Saved entries
....................

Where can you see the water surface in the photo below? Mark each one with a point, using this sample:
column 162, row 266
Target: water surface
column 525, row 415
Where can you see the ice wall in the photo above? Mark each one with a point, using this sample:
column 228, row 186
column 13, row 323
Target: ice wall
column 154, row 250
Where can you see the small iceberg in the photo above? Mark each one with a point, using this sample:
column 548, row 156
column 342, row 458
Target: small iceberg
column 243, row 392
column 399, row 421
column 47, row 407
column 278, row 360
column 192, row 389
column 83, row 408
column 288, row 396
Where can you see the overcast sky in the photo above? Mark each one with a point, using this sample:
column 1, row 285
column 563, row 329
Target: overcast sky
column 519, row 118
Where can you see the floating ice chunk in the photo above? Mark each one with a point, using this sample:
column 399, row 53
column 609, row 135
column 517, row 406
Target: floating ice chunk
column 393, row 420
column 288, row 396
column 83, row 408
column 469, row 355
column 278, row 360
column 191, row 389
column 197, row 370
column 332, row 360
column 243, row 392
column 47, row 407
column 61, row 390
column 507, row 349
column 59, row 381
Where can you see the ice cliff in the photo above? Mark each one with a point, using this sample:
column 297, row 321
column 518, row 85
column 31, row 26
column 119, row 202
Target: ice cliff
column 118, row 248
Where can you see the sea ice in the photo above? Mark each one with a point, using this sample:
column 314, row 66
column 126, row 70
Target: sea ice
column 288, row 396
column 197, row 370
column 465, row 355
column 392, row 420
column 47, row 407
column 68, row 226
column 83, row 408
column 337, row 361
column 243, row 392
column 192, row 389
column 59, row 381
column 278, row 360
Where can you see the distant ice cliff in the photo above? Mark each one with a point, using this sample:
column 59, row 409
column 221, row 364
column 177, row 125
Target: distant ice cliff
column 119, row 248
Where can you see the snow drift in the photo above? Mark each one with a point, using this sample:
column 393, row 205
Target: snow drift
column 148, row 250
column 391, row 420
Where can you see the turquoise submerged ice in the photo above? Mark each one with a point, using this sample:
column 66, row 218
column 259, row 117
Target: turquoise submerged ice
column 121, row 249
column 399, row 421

....................

### PROBLEM TO SOLVE
Write the data out in full, matching every line exactly.

### RESULT BELOW
Where can you see the water surface in the photo below? Mark each one with a point, using this sample:
column 162, row 266
Target: water surface
column 525, row 415
Where can you see the ice wall in the photo above? Mark each one with a point, using this sample:
column 228, row 186
column 13, row 323
Target: ice wall
column 154, row 250
Where can you see the small iceberg in the photo above? Mark each one with a point, using this sample:
column 548, row 156
column 342, row 458
Target: small iceberg
column 243, row 392
column 399, row 421
column 47, row 407
column 278, row 360
column 192, row 389
column 83, row 408
column 288, row 396
Where can you see the overcast sky in the photo above? Mark each one with a point, using this sample:
column 1, row 285
column 563, row 329
Target: overcast sky
column 519, row 118
Where can you see the floating ice chunk in the photo above? Mark each one with a point, using this sample:
column 399, row 53
column 609, row 135
column 517, row 406
Target: floating ice chunk
column 393, row 420
column 288, row 396
column 83, row 408
column 469, row 355
column 278, row 360
column 191, row 389
column 197, row 370
column 332, row 360
column 243, row 392
column 47, row 407
column 61, row 390
column 507, row 349
column 59, row 381
Where can you see the ice cliff in the photo above? Mark each one with a point, using this sample:
column 297, row 321
column 518, row 85
column 31, row 26
column 119, row 202
Target: ice cliff
column 118, row 248
Where can you see the sea ice in the photo above? Mark each one with a point, using this sample:
column 314, row 66
column 126, row 70
Target: sea ice
column 288, row 396
column 197, row 370
column 465, row 355
column 392, row 420
column 47, row 407
column 68, row 226
column 83, row 408
column 337, row 361
column 243, row 392
column 192, row 389
column 59, row 381
column 278, row 360
Where can you see the distant ice cliff in the photo above? Mark each one with a point, using this sample:
column 59, row 409
column 221, row 364
column 177, row 125
Target: distant ice cliff
column 119, row 248
Where can you see the snow drift in the photo above? Mark each one with a point, using this sample:
column 393, row 205
Target: snow drift
column 148, row 250
column 391, row 420
Where can you see the turquoise submerged ice in the photo above? Mark each one with a point, using this sample:
column 66, row 218
column 259, row 117
Target: turquoise submerged ice
column 121, row 249
column 399, row 421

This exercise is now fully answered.